**Task prompt**.
Quote every one of the records below word for word, line by line and in the same order.

● ● ● ●

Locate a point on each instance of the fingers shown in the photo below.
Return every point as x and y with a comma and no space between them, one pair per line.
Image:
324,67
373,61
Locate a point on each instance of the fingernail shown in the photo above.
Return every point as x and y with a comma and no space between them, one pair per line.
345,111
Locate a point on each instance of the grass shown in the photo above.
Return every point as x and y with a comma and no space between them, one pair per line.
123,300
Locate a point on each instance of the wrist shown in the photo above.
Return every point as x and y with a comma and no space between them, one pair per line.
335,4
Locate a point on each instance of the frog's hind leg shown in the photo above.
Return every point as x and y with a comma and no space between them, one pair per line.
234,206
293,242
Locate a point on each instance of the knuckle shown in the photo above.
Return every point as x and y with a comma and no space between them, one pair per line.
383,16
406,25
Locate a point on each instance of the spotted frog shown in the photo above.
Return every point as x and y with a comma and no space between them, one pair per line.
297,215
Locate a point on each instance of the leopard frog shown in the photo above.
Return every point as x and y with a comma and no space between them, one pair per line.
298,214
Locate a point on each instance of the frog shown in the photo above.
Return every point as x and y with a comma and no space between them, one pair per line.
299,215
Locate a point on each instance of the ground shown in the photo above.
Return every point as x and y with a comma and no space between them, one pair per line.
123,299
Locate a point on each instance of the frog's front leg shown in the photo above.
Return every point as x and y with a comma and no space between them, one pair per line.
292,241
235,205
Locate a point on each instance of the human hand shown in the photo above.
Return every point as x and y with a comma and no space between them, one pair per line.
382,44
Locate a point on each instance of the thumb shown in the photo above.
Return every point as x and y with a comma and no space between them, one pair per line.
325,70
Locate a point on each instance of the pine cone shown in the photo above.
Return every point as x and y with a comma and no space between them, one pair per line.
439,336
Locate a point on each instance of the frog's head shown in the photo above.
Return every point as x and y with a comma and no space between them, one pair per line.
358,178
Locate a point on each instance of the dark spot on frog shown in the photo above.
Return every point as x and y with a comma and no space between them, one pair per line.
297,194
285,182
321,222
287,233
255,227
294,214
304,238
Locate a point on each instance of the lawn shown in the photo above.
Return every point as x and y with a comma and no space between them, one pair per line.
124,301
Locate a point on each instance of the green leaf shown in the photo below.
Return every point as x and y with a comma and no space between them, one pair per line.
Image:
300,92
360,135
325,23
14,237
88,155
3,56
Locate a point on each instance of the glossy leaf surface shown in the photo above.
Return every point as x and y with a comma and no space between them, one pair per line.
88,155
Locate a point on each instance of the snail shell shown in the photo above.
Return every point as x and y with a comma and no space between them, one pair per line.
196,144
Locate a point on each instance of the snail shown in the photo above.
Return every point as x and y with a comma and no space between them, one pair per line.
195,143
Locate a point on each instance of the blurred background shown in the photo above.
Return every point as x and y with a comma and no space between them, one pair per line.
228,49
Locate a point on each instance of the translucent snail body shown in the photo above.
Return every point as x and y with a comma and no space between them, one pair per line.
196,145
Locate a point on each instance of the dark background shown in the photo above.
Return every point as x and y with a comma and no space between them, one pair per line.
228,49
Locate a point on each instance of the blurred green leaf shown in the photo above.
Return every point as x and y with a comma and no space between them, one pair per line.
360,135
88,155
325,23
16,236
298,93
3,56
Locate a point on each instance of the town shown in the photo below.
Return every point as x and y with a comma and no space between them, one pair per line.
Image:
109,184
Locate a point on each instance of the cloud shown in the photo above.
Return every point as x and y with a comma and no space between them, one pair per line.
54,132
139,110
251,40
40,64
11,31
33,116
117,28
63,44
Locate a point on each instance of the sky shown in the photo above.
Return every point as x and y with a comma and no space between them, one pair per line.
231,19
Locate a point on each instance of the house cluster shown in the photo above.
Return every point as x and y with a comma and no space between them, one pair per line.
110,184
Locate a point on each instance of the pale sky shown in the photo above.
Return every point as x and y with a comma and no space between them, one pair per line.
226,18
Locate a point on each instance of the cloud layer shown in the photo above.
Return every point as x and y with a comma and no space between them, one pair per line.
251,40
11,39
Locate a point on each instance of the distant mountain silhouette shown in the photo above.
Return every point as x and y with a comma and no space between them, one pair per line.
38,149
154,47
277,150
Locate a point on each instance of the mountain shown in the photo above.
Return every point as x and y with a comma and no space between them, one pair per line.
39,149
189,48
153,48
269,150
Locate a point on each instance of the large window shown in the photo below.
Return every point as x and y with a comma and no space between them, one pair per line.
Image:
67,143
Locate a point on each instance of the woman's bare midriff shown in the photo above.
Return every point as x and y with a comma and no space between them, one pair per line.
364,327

● ● ● ●

**Answer for the task**.
Locate a point on each instance of the fingers shown in the photo below.
Return every point as x and y with a comma and no space between them, one pair per line.
Image:
324,67
373,61
Locate a point on each instance of the fingernail shown in the photo above.
Return every point as x and y with a comma and no space between them, one pair per line.
345,111
Locate a point on each instance of the grass shown in the photo above.
Return every point as x and y with a comma and no space between them, one pair per line.
123,300
Locate a point on each instance of the wrist shown in the photo above.
Return every point as x and y with a comma and no space between them, one pair per line.
335,4
Locate a point on each instance of the frog's hind leg shown in the photo above.
Return every point as x and y with a comma and no space between them, one pair per line.
234,206
293,242
Locate a point on each instance of the knuckle shown in the photo above.
Return every point as x and y with a comma and no space between them, one pair per line.
383,16
406,25
Locate a point on each instance of the spotted frog shown in the photo above.
Return every point as x and y with a comma and no space between them, one pair per line.
297,215
Locate a point on each instance of the leopard frog shown in the photo above.
Return every point as x and y with a comma and no space between them, one pair per line.
298,214
Locate a point on each instance of the frog shown in the photo above.
Return every point as x and y with a comma and no space between them, one pair per line.
299,215
Locate a point on each instance of the ground shown in the photo above.
Return every point as x and y with a comma and no space between them, one pair per line.
123,299
Locate a point on each instance of the frog's front leg shown in the photo above.
Return every point as x and y with a comma and no space between them, one pair per line.
292,241
235,205
Locate a point on each instance of the human hand shown in the photo above.
Return every point as x and y with a comma and no space between them, one pair per line.
382,44
Locate a point on each instance of the thumb shown in the photo above.
Return every point as x and y with a comma and no space between them, one pair per line.
325,70
Locate a point on each instance of the pine cone shown in the photo above.
Return every point as x and y with a comma and no space between them, one pair per line.
439,336
Locate a point on each instance of the frog's head shown in the photo above.
Return every point as x and y with a comma and no space between them, one pair per line.
358,178
Locate a point on each instance of the dark spot on frog shown in the photo above.
Return every point as x and y with a comma and no space between them, one pair per line.
297,194
285,182
321,222
287,233
255,227
294,214
304,238
Locate a point on each instance of the lawn shown in the photo above.
Return every point as x and y with a comma and no space between them, one pair per line.
124,301
Locate a point on each instance of the green leaf shown in the photo below.
Return every point as x and y with a comma and no space between them, one pair per line.
Image:
300,92
360,135
325,23
14,237
88,155
3,56
Locate a point on each instance of the glossy leaf surface shown in the photo above.
Return every point as x and y with a comma and no space between them, one pair per line.
88,155
Locate a point on each instance of the snail shell shown in the photo above.
Return every point as x and y with a comma and no space between them, one pair per line.
196,144
Locate a point on each instance of the snail shown in the photo above.
Return every point as x and y with a comma and no space between them, one pair per line.
195,143
Locate a point on each instance of the blurred background shown in the photo above.
Return every point as x and y with a comma and no space between them, one pair per line.
228,49
Locate a point on each instance of the translucent snail body shown in the photo above.
Return every point as x and y with a comma and no space between them, one pair per line.
196,145
Locate a point on each instance of the dark background shown in the photo above.
Return every point as x and y with a comma and no space between them, one pair per line.
228,49
Locate a point on each instance of the blurred green leaf shown in the photo above.
Return every point as x and y with a comma and no space between them, one pair per line.
360,135
88,155
325,23
16,236
298,93
3,56
Locate a point on each instance of the town shown in the photo below.
Return every point as x and y with a comma and no space between them, one pair per line.
Image:
109,184
Locate a point on each instance of the cloud shown in the photo above.
Return every point as x and y with a comma and no space between them, one pair per line.
54,132
139,110
251,40
40,64
11,31
33,116
117,28
63,44
Locate a point on each instance of the sky shown in the photo above.
Return every point as x and y with a comma and no space between them, one pair per line.
231,19
Locate a point on each instance of the house cluster shown in the photo above.
Return every point as x and y with a comma and no space between them, one pair per line.
110,184
Locate a point on each instance of the pale sky shown in the photo above.
Return every point as x and y with a comma and no space between them, one pair per line.
226,18
Locate a point on each instance of the cloud layer shown in the photo above.
Return every point as x and y with a comma and no space between them, one pair per line.
251,40
11,39
Locate a point on each instance of the distant mountain silhouette shown in the photo above.
Return every point as x and y with a comma and no space between them, one pair per line.
38,149
154,47
277,150
Locate a point on each instance of the mountain shown in the photo above.
Return every point as x and y with a comma and no space between them, one pair per line.
39,149
189,48
153,48
269,150
Locate a point on each instance of the large window shown in the photo below.
Return every point as x and y with a comma and no space between them, one pair per line.
Image:
67,143
Locate a point on each instance of the woman's bare midriff shown in the photo above.
Return every point as x and y with a comma and no space between them, one pair per line.
364,327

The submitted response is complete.